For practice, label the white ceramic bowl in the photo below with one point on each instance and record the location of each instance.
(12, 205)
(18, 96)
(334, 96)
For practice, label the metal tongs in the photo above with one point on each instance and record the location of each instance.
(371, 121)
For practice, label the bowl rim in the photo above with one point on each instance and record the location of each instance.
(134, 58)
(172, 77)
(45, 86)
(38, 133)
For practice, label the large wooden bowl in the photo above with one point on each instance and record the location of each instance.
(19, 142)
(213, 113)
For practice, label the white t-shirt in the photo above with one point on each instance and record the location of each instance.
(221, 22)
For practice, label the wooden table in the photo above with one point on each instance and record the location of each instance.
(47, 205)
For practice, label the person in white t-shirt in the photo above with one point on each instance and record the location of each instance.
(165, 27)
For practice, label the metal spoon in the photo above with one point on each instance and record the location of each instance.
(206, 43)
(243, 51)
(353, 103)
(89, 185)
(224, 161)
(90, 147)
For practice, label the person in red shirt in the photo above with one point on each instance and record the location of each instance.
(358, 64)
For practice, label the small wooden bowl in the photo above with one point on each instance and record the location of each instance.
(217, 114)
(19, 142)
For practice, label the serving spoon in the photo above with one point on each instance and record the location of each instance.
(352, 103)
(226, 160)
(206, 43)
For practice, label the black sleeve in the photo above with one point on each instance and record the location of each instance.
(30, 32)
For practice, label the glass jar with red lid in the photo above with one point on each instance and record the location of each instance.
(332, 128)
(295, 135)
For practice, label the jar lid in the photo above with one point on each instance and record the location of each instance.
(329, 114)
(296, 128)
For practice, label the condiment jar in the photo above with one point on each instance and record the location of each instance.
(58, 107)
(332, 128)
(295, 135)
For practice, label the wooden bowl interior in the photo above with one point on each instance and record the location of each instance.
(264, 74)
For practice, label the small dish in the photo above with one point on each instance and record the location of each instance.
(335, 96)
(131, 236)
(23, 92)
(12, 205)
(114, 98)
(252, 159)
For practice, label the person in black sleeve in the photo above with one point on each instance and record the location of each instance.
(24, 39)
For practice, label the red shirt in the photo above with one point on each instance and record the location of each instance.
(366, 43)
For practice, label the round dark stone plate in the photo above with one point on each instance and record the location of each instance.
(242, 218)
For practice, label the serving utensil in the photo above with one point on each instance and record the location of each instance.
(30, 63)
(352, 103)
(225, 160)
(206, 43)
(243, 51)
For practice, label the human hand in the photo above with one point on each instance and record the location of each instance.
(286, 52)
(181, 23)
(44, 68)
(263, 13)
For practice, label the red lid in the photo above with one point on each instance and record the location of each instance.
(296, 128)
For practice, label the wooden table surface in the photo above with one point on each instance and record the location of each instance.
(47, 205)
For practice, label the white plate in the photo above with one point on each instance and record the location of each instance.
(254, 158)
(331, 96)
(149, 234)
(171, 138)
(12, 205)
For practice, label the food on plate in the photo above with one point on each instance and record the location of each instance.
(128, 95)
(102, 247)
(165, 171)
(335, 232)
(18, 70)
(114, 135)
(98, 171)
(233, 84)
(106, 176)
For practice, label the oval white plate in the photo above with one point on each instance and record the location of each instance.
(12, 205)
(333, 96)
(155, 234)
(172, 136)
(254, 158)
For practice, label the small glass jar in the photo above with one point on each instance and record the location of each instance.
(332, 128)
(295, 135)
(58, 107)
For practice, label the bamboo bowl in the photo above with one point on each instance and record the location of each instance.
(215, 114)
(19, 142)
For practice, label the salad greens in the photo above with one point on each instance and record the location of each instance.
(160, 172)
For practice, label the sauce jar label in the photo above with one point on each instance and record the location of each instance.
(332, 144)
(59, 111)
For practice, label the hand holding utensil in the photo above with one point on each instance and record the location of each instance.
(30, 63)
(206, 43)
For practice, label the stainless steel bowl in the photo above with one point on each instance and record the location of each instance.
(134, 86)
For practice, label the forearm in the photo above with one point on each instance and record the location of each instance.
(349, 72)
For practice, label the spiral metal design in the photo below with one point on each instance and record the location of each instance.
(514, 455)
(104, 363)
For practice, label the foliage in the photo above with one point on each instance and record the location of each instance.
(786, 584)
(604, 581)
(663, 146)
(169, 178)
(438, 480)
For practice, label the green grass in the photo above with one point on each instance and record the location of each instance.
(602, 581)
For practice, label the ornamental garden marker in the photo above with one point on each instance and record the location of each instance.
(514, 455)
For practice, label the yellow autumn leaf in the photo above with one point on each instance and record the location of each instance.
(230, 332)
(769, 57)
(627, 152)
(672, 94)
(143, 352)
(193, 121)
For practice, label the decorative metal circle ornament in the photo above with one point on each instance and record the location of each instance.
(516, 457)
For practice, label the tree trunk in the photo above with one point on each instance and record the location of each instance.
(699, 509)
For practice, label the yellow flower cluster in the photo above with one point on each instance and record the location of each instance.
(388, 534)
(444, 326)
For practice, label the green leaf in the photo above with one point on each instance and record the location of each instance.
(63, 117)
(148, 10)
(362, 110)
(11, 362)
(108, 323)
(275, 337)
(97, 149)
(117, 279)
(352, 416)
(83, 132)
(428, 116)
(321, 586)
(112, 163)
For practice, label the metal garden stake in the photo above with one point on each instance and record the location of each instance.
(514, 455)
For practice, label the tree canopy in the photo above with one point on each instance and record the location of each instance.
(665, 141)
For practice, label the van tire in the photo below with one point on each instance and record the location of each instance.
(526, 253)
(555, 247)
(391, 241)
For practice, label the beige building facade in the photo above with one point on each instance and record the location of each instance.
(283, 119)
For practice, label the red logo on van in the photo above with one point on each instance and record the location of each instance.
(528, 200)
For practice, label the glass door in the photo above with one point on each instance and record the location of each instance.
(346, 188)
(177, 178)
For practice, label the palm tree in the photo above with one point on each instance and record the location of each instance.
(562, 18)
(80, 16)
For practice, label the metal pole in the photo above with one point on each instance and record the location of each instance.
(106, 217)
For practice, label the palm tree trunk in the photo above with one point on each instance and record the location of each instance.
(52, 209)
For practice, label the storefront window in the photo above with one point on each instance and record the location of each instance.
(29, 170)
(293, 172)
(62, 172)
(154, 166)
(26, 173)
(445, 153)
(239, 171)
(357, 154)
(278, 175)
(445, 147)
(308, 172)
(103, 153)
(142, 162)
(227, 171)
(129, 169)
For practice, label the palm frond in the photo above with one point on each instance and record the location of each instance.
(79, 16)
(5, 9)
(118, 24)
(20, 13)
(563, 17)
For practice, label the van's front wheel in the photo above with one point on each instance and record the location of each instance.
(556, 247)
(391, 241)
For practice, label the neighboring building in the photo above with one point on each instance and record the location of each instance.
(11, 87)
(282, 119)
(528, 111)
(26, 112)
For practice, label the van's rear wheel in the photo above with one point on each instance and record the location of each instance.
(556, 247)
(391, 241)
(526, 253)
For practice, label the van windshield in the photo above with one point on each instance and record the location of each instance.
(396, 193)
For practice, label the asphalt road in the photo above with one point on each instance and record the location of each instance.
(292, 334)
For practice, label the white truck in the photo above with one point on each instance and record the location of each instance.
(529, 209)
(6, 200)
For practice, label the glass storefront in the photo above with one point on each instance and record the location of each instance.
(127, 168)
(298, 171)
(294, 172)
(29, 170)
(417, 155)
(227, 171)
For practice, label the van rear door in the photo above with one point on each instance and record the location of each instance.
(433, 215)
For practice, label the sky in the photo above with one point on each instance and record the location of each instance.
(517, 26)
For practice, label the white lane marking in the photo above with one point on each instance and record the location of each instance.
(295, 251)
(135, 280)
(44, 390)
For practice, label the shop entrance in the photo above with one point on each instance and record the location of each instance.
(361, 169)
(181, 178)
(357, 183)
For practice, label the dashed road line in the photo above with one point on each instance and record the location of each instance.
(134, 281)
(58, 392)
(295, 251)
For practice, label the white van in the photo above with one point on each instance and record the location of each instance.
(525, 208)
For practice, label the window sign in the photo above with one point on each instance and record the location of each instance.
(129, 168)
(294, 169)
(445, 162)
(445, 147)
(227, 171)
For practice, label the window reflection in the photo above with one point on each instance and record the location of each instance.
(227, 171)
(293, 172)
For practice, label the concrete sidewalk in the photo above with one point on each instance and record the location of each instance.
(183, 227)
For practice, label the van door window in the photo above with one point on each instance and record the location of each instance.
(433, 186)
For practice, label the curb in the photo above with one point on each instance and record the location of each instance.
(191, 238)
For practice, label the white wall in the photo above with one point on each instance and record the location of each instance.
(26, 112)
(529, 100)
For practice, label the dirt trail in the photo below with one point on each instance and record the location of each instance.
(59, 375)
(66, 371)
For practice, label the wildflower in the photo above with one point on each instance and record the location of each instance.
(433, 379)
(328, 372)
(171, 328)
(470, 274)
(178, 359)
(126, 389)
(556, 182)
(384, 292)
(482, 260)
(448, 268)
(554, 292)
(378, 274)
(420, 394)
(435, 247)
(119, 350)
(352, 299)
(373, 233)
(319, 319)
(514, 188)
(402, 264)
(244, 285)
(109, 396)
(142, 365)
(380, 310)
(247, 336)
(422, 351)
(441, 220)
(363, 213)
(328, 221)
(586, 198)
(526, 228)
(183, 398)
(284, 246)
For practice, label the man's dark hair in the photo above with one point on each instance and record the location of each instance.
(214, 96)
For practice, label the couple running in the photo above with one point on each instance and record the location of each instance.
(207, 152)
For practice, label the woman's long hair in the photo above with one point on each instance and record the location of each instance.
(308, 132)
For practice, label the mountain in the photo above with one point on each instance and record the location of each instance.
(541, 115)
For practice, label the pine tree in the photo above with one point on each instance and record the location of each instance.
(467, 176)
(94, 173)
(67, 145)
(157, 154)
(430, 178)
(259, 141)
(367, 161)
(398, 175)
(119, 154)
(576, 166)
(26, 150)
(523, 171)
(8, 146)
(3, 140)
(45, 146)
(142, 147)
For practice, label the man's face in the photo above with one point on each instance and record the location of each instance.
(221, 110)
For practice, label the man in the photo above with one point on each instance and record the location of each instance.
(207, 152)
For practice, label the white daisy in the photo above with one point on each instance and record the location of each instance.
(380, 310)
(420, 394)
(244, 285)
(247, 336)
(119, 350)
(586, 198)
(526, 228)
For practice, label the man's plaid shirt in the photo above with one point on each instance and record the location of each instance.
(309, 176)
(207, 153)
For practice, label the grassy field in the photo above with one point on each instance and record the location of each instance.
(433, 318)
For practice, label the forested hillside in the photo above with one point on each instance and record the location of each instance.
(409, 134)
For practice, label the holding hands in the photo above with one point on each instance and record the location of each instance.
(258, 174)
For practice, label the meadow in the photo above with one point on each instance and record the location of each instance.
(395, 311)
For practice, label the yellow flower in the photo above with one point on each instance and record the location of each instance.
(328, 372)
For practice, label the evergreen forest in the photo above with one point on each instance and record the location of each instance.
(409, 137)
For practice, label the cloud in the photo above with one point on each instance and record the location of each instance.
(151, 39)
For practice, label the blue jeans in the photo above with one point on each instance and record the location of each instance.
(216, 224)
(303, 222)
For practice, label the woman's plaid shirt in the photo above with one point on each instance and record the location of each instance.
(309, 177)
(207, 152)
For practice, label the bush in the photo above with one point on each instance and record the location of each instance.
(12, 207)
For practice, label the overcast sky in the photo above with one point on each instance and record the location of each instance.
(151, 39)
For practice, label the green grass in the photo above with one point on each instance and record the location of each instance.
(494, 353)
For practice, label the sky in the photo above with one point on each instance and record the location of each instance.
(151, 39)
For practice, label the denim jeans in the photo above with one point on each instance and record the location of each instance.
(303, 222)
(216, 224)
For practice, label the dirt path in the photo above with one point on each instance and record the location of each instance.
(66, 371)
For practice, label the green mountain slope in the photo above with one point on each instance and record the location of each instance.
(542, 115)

### What is required
Your output consists solely of the lines from the one with "For practice, label the grassy" through the last line, copied exactly.

### Answer to the problem
For practice, label the grassy field in the photo above with one point on each instance and record the location of each instance.
(433, 318)
For practice, label the forested hillside in the photo above with one point on each instance and record the location of each instance.
(409, 134)
For practice, label the holding hands in the photo above with one point on each instance and record the location of each instance.
(258, 174)
For practice, label the meadow in the photo above with one point on each instance and record the location of each instance.
(395, 311)
For practice, label the yellow flower in the photo above with one point on each instance and record the location of each instance.
(328, 372)
For practice, label the evergreen forest in the photo above with one point on each instance and record the location of each instance.
(409, 137)
For practice, label the cloud in the photo above with one point on each instance and record the location of each instance.
(151, 39)
For practice, label the blue jeans in the photo above with one point on each instance and record the location of each instance.
(216, 224)
(303, 222)
For practice, label the woman's plaid shirt in the photo above with one point on each instance and record the location of each instance.
(309, 177)
(207, 152)
For practice, label the bush in the photo above with one point on each instance and record the location of each instance.
(12, 207)
For practice, label the overcast sky in the photo above with one point on each instance and record the location of each instance.
(151, 39)
For practice, label the green grass in the photo above with one point on each instance and record the location of each instance.
(494, 353)
For practice, label the sky in the photo above with one point on each instance and record the location of each instance.
(151, 39)
For practice, label the denim jeans in the photo above with one point on each instance and record the location of each instance.
(303, 222)
(216, 224)
For practice, label the dirt path in the photo above with one point on each instance and record the location of each instance.
(66, 371)
For practice, label the green mountain slope in the photo above with one point on each instance and record the location of each instance.
(542, 115)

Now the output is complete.